WHAT IS BEING ASKED:
Gather every line below that contains the word "triangular", and copy each one in full. Case counts when matching.

EXTRACTED INFORMATION:
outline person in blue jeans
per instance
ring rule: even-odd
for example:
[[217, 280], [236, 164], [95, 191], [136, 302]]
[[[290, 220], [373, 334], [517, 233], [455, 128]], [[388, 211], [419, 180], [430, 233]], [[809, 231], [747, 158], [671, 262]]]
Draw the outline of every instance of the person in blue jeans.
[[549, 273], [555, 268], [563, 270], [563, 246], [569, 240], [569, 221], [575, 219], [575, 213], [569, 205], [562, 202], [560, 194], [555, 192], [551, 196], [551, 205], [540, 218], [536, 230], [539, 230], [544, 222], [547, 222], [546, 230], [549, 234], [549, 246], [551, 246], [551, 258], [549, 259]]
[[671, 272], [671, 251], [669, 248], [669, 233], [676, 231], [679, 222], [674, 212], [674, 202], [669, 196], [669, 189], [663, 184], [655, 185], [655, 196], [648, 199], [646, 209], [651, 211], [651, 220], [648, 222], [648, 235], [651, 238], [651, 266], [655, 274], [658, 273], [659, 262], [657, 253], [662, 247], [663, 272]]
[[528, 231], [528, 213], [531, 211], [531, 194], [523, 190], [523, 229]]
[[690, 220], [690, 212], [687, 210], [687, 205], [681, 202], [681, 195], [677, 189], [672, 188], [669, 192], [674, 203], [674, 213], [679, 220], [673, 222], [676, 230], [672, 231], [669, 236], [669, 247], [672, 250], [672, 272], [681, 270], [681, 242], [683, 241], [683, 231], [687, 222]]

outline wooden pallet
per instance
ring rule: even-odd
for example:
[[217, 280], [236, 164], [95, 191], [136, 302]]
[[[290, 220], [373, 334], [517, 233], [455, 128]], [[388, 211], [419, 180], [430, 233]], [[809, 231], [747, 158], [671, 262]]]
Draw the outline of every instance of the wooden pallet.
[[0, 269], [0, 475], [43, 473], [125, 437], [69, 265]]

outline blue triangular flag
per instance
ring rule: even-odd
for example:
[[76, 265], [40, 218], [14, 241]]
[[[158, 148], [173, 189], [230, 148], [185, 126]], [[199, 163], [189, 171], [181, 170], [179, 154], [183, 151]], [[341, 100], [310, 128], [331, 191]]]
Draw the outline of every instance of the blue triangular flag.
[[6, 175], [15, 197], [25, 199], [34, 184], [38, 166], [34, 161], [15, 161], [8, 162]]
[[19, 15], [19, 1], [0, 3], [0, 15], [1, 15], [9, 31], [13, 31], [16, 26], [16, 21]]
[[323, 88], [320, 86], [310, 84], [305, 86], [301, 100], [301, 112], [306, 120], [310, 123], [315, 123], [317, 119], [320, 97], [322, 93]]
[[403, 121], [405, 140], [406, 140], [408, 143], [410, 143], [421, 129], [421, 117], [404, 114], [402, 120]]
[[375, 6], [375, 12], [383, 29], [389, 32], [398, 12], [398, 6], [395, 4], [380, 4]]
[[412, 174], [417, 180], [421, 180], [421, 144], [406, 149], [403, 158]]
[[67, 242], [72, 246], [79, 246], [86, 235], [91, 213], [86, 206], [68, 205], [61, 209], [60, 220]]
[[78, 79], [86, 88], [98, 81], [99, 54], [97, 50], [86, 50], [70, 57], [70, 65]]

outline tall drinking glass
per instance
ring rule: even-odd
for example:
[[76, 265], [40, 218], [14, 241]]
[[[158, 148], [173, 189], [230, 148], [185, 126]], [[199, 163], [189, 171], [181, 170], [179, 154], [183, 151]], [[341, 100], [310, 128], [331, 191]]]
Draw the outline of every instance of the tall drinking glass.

TASK RESULT:
outline blue triangular flag
Draw the outline of every instance of the blue triangular flag.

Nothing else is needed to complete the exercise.